## Goal of the exercise
Please count the lines in the rows below that contain the string "sandy", treating uppercase and lowercase as different. Reply with the number alone.

## Input for this task

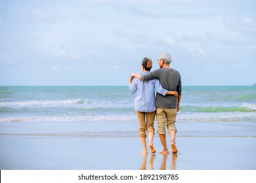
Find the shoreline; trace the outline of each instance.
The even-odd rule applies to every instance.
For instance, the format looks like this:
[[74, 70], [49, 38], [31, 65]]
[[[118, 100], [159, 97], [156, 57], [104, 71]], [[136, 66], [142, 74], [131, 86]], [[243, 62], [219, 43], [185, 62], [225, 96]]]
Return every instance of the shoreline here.
[[[137, 122], [0, 123], [0, 169], [255, 170], [253, 123], [177, 122], [177, 157], [140, 154]], [[167, 142], [169, 152], [169, 135]], [[147, 139], [148, 142], [148, 139]], [[149, 150], [149, 148], [148, 148]]]

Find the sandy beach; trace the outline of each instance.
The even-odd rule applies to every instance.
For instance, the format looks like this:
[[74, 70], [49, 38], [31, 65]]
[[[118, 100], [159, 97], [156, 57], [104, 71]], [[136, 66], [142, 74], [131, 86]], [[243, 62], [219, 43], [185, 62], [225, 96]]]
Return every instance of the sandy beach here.
[[[2, 170], [256, 169], [256, 127], [249, 122], [177, 123], [177, 155], [141, 154], [137, 122], [0, 125]], [[158, 135], [154, 146], [161, 150]]]

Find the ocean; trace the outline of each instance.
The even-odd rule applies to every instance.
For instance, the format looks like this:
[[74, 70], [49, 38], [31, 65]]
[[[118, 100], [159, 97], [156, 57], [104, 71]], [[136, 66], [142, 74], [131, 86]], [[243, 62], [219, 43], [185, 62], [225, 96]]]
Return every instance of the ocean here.
[[[0, 86], [0, 122], [137, 121], [128, 86]], [[183, 86], [177, 122], [256, 122], [255, 86]]]
[[256, 87], [182, 95], [178, 154], [146, 156], [128, 86], [1, 86], [0, 169], [256, 169]]

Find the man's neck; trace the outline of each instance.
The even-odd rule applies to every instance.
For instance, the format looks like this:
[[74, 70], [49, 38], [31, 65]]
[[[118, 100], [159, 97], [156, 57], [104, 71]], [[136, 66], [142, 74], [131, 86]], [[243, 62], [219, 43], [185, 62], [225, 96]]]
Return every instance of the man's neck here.
[[171, 69], [171, 67], [170, 67], [170, 65], [169, 65], [169, 64], [163, 64], [163, 68], [168, 68], [168, 69]]

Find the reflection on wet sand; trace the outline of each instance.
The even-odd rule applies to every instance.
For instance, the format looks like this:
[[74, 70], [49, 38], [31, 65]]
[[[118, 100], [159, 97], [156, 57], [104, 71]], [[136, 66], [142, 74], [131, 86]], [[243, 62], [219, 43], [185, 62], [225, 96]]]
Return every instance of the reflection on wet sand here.
[[[148, 154], [142, 154], [143, 156], [143, 159], [142, 159], [142, 164], [140, 167], [140, 170], [146, 170], [146, 162], [147, 162], [147, 156]], [[150, 159], [149, 159], [149, 170], [154, 170], [154, 161], [155, 160], [156, 154], [152, 154], [150, 156]], [[161, 163], [161, 167], [160, 167], [160, 170], [165, 170], [166, 169], [166, 165], [167, 161], [167, 158], [169, 154], [159, 154], [159, 156], [162, 156], [162, 161]], [[177, 154], [173, 154], [171, 160], [171, 170], [175, 170], [176, 169], [176, 159], [178, 157]]]

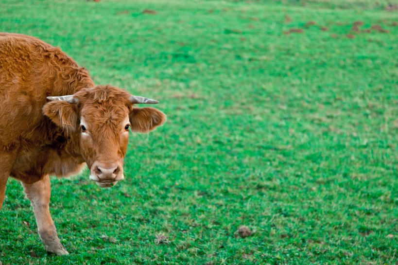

## Final result
2